MATERIAL PROVIDED =>
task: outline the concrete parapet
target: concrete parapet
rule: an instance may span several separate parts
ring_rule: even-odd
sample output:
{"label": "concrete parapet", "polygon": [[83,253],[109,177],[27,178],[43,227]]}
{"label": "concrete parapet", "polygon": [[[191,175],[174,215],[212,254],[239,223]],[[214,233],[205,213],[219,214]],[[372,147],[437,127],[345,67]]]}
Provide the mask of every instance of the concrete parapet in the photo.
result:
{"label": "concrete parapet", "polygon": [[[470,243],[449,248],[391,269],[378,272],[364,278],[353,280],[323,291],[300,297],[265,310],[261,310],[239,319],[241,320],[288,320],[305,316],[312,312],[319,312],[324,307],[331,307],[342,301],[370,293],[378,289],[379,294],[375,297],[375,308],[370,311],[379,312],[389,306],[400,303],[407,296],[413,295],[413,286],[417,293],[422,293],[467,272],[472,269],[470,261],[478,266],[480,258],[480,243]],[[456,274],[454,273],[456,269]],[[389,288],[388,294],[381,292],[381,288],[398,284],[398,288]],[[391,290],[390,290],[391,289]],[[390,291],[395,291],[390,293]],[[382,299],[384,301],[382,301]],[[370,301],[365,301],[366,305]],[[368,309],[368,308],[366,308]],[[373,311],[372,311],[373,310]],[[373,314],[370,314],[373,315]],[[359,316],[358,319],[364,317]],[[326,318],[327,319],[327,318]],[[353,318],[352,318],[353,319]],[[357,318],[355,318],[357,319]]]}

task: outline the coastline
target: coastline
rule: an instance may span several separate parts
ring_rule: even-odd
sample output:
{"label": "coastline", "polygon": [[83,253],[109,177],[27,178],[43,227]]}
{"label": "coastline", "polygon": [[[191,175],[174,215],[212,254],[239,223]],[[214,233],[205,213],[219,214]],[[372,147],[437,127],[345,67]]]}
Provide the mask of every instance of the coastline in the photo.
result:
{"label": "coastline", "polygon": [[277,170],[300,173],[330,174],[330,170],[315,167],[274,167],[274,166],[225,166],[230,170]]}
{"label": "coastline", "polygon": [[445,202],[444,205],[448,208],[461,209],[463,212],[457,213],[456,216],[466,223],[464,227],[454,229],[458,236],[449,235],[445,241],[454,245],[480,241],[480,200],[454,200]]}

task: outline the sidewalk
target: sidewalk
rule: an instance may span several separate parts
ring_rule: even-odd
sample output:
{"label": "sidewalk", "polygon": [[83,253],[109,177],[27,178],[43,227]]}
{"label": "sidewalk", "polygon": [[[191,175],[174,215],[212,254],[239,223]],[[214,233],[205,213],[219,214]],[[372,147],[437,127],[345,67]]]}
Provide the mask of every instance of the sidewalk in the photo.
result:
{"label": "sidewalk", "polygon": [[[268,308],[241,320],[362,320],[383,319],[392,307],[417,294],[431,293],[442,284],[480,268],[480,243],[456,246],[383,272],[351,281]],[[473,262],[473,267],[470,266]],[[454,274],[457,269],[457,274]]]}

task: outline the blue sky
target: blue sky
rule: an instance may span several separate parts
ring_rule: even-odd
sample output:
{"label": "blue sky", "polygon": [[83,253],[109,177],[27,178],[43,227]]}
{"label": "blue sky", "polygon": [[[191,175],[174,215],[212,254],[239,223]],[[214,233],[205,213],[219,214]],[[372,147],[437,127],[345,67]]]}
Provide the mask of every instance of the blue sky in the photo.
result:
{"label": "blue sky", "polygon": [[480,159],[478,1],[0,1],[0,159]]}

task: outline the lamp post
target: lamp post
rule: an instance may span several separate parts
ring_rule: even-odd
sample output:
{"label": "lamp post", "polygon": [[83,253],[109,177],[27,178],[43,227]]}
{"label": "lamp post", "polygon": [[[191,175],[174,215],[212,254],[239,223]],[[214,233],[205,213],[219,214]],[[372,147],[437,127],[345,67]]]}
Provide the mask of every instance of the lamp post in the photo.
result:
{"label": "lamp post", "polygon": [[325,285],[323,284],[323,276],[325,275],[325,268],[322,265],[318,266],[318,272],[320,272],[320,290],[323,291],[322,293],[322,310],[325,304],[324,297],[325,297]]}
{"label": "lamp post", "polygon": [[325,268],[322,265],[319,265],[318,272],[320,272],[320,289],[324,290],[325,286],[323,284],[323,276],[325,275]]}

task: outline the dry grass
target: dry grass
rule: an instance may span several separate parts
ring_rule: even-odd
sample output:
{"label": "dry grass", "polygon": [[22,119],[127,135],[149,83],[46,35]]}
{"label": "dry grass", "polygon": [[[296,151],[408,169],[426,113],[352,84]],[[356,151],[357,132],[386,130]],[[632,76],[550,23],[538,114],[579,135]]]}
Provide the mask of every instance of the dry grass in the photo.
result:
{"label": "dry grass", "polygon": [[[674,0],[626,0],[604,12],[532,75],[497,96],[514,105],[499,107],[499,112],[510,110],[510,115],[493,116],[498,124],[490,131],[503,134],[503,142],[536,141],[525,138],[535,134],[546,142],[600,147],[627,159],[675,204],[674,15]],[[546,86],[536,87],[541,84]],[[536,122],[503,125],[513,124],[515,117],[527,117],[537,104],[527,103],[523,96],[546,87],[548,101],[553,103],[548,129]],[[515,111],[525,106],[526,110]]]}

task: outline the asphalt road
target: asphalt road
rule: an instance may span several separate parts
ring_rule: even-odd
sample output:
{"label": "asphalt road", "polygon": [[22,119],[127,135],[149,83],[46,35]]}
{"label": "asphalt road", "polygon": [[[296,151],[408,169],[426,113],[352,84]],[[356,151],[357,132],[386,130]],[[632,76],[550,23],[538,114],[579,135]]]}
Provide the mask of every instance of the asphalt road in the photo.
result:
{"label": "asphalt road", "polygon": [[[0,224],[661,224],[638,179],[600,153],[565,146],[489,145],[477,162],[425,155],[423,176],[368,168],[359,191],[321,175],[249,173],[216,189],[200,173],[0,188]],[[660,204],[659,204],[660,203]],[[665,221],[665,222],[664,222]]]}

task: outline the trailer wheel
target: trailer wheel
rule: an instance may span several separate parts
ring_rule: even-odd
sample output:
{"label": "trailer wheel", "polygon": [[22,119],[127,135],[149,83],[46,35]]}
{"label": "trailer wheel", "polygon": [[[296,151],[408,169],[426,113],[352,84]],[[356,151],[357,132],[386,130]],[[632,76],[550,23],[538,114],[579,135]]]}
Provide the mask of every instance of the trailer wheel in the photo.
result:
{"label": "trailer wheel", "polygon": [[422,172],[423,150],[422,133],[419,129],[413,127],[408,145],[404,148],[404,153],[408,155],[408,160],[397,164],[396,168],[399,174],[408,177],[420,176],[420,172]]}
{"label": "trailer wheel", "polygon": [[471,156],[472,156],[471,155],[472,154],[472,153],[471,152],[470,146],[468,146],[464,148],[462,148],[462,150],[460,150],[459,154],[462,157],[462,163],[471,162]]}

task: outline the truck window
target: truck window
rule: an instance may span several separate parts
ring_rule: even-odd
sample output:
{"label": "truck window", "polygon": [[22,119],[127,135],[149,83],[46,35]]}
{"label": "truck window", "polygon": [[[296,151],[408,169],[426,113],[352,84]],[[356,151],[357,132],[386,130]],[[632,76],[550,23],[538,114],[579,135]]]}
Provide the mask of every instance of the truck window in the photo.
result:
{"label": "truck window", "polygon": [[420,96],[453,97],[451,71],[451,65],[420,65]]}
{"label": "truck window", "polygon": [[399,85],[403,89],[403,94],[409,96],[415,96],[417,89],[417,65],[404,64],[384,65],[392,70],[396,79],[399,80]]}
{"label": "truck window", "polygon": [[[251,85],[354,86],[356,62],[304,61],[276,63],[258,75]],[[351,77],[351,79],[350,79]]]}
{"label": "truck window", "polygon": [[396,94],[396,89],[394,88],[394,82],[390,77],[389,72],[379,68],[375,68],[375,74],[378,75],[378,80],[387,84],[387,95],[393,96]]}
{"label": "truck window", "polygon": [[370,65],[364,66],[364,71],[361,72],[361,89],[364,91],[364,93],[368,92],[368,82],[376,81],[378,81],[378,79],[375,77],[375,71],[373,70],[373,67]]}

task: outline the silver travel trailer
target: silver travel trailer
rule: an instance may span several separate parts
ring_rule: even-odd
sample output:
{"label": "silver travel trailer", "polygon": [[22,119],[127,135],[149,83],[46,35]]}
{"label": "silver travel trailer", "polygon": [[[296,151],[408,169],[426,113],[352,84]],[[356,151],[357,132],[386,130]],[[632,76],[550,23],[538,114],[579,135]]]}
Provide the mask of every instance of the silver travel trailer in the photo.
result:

DO THIS =>
Copy the stretch from the start of the records through the line containing "Provide the mask of every instance of the concrete", swapping "concrete parapet" for "stone railing" wherever it occurs and changing nothing else.

ANSWER IN FULL =>
task: outline the stone railing
target: stone railing
rule: an instance may span several separate parts
ring_rule: even-odd
sample output:
{"label": "stone railing", "polygon": [[83,253],[109,177],[27,178],[43,227]]}
{"label": "stone railing", "polygon": [[[191,175],[174,215],[212,254],[239,223]],[[214,233],[205,213],[219,214]],[[372,147],[437,127],[345,67]]]}
Provide the mask of every instance of the stone railing in the photo.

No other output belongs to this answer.